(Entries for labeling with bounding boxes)
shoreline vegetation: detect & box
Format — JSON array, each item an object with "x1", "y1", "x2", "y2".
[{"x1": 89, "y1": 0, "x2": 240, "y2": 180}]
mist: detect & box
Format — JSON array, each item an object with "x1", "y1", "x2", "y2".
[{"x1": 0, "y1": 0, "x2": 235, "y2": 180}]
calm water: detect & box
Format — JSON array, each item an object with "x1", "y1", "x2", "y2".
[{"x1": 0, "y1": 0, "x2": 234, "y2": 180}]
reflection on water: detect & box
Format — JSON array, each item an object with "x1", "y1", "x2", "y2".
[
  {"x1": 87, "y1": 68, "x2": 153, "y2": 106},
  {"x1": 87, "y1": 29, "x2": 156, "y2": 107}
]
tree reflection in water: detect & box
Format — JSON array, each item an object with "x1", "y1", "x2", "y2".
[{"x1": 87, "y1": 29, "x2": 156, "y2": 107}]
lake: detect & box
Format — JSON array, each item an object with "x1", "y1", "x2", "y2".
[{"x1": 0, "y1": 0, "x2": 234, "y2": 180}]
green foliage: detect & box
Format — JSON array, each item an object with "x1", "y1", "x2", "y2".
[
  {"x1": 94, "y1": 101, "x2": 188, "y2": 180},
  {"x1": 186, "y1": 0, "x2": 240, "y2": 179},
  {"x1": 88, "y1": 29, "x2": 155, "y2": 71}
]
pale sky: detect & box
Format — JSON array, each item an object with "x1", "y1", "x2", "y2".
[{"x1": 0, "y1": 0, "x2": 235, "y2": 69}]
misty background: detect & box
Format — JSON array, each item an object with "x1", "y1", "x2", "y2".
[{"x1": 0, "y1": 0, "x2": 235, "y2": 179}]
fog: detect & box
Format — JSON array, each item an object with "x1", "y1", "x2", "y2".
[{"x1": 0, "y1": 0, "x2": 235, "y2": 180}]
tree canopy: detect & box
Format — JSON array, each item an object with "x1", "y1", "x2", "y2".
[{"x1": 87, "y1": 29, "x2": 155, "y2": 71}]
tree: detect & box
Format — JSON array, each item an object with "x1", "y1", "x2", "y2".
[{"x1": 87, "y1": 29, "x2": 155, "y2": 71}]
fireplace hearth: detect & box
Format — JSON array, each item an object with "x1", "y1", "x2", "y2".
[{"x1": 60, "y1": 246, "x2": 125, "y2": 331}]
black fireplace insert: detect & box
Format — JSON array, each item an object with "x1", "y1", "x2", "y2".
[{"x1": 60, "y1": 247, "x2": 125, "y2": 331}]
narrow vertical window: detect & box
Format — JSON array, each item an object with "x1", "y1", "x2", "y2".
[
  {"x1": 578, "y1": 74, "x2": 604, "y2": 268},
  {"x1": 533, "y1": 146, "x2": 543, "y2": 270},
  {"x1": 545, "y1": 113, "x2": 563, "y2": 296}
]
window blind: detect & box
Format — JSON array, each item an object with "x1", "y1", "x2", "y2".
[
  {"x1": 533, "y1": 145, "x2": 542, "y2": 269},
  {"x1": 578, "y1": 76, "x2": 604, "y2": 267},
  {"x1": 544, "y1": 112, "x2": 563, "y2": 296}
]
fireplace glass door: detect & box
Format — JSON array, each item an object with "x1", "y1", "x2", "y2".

EXERCISE -
Could you resize the stretch of data from the line containing "tree: detect & box" through the end of the data, reproducing every line, requests included, with each bounding-box coordinate multiplied by 2.15 and rounded to a whole number, halves up?

EXERCISE ANSWER -
tree: detect & box
Format — JSON array, each item an object with "x1", "y1", "x2", "y2".
[{"x1": 187, "y1": 62, "x2": 333, "y2": 153}]
fireplace hearth: detect & box
Format — JSON array, each item an object with "x1", "y1", "x2", "y2".
[{"x1": 129, "y1": 529, "x2": 269, "y2": 712}]
black fireplace insert: detect & box
Format — JSON array, each item an object with "x1", "y1", "x2", "y2".
[{"x1": 129, "y1": 531, "x2": 269, "y2": 712}]
narrow vertical window: detect & box
Format — JSON array, each item an object with "x1", "y1", "x2", "y2".
[
  {"x1": 1243, "y1": 159, "x2": 1299, "y2": 576},
  {"x1": 1146, "y1": 314, "x2": 1167, "y2": 581},
  {"x1": 1172, "y1": 243, "x2": 1210, "y2": 636}
]
window blind: detect & box
Format — JSON array, each item an object with "x1", "y1", "x2", "y2".
[
  {"x1": 1146, "y1": 312, "x2": 1165, "y2": 578},
  {"x1": 1243, "y1": 163, "x2": 1299, "y2": 574},
  {"x1": 1170, "y1": 241, "x2": 1210, "y2": 636}
]
fireplace glass door: detect & box
Format — JSON array, each item an object with "x1", "y1", "x2", "y2".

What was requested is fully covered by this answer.